[Records excerpted from a collection]
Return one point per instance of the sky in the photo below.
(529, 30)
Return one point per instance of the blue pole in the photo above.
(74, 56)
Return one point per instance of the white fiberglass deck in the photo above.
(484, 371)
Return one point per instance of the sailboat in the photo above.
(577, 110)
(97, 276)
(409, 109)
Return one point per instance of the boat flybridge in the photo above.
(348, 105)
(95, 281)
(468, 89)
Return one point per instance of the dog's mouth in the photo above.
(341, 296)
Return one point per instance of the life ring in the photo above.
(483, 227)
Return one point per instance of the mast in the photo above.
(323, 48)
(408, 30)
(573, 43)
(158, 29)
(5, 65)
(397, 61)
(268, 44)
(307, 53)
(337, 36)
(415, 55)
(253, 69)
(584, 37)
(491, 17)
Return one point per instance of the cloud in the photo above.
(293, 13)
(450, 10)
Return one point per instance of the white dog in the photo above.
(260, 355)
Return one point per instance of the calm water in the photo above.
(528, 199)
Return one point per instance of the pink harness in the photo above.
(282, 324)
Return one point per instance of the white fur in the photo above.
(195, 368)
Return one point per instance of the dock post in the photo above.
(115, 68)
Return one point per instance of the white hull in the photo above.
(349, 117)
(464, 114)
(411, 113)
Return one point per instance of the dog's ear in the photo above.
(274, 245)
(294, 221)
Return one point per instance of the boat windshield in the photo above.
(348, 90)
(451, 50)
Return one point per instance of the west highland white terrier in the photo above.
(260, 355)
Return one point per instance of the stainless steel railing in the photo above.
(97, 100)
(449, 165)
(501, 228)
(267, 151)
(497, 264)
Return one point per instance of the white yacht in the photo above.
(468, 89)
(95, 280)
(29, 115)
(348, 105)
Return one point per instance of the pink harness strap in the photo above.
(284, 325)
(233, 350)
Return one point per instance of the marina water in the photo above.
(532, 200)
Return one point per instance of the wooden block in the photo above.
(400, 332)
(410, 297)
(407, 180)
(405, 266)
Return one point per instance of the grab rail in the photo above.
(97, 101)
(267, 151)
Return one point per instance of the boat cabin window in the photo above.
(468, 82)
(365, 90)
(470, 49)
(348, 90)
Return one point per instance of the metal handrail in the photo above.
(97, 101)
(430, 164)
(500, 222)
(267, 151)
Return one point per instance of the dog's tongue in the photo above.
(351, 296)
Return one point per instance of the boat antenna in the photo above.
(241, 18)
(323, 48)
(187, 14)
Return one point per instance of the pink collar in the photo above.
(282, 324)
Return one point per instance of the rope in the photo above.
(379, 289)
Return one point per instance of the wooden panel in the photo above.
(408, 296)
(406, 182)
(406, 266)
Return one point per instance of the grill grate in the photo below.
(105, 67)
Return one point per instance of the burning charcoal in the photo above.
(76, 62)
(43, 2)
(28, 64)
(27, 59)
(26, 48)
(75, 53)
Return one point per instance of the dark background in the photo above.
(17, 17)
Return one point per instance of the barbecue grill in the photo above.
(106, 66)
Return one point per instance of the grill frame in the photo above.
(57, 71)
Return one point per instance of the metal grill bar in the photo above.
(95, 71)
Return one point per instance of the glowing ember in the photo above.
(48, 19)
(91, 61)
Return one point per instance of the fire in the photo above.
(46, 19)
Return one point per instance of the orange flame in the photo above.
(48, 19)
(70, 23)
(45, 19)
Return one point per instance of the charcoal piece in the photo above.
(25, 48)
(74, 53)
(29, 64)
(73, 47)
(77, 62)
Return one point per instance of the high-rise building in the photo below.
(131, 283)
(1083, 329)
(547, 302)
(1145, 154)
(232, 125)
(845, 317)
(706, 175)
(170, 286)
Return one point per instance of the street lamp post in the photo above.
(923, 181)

» AIM OF THE EXERCISE
Restate each record word for word.

» EXERCISE ANSWER
Return one point per instance of the sky in the photo below.
(529, 30)
Return one point per instance of the blue pole in the photo above.
(74, 56)
Return one point per instance of the white fiberglass deck in the photo above.
(484, 371)
Return one point per instance of the sailboat in the photo above.
(577, 110)
(97, 276)
(409, 109)
Return one point per instance of the boat flybridge in the photo above.
(348, 105)
(95, 281)
(468, 89)
Return one point per instance of the dog's mouth in the photo above.
(341, 296)
Return one point per instance of the life ring in the photo above.
(483, 227)
Return one point per instance of the mast in the photo above.
(323, 48)
(408, 30)
(573, 43)
(158, 29)
(5, 65)
(397, 61)
(268, 44)
(307, 53)
(337, 36)
(415, 55)
(253, 69)
(584, 37)
(491, 17)
Return one point per instance of the cloud in the photo above.
(293, 13)
(450, 10)
Return one point per instance of the white dog in the photo above.
(260, 355)
Return one point per instance of the calm water in the photo above.
(528, 199)
Return one point per instance of the pink harness in the photo above.
(282, 324)
Return one point per instance of the white fur in the photo above.
(195, 368)
Return one point per instance of the dock post in the photo above.
(115, 68)
Return one point per instance of the white hull in the photo above.
(349, 117)
(464, 114)
(411, 113)
Return one point per instance of the dog's ear in the photo above.
(274, 245)
(294, 221)
Return one point per instance of the boat windshield in the photo above.
(348, 90)
(451, 50)
Return one point per instance of the west highland white terrier in the photo above.
(260, 355)
Return one point per instance of the stainless steel railing in the photo above.
(97, 100)
(449, 165)
(501, 228)
(267, 151)
(497, 264)
Return one point per instance of the white yacht in the photo above.
(468, 89)
(95, 280)
(29, 115)
(348, 105)
Return one point per instance of the pink harness strap in the photo above.
(284, 325)
(233, 350)
Return one point per instance of the marina water in the photo above.
(532, 200)
Return one point per instance of the wooden block in the photo above.
(400, 332)
(410, 297)
(407, 180)
(405, 266)
Return one point per instance of the grab rail in the photo above.
(97, 101)
(267, 151)
Return one point per instance of the boat cabin window in the photo above.
(468, 82)
(365, 90)
(470, 49)
(348, 90)
Return one point per instance of the metal handrail in the photo above.
(97, 101)
(430, 164)
(500, 222)
(267, 151)
Return one point per instance of the dog's tongue in the photo above.
(351, 296)
Return one point per instance of the boat antenna in the photo above.
(241, 18)
(323, 48)
(187, 14)
Return one point per instance of the pink collar in the photo above.
(282, 324)
Return one point per instance of the rope in the photo above.
(379, 289)
Return one point per instance of the wooden panel in the photo above.
(408, 296)
(406, 182)
(406, 266)
Return one point per instance of the grill grate in the photo below.
(105, 67)
Return one point per instance of the burning charcoal in the photo above.
(76, 62)
(43, 2)
(28, 64)
(27, 59)
(26, 48)
(75, 53)
Return one point per instance of the dark background in the photo above.
(17, 17)
Return one point per instance of the barbecue grill in the photo above.
(106, 66)
Return one point per instance of the grill frame in the photo above.
(57, 71)
Return one point per instance of the metal grill bar in the photo above.
(95, 71)
Return one point per instance of the glowing ember in the photo above.
(48, 19)
(91, 61)
Return one point per instance of the fire in the photo above.
(46, 19)
Return one point per instance of the orange flame in the photo above.
(48, 19)
(70, 23)
(45, 19)
Return one point per instance of the charcoal piece in the photo above.
(25, 48)
(74, 53)
(29, 64)
(73, 47)
(77, 62)
Return one point per instance of the high-rise building in the photo below.
(131, 283)
(1083, 329)
(547, 302)
(1145, 154)
(232, 125)
(845, 317)
(706, 175)
(170, 286)
Return one point per instance of the street lamp post in the photo above.
(923, 181)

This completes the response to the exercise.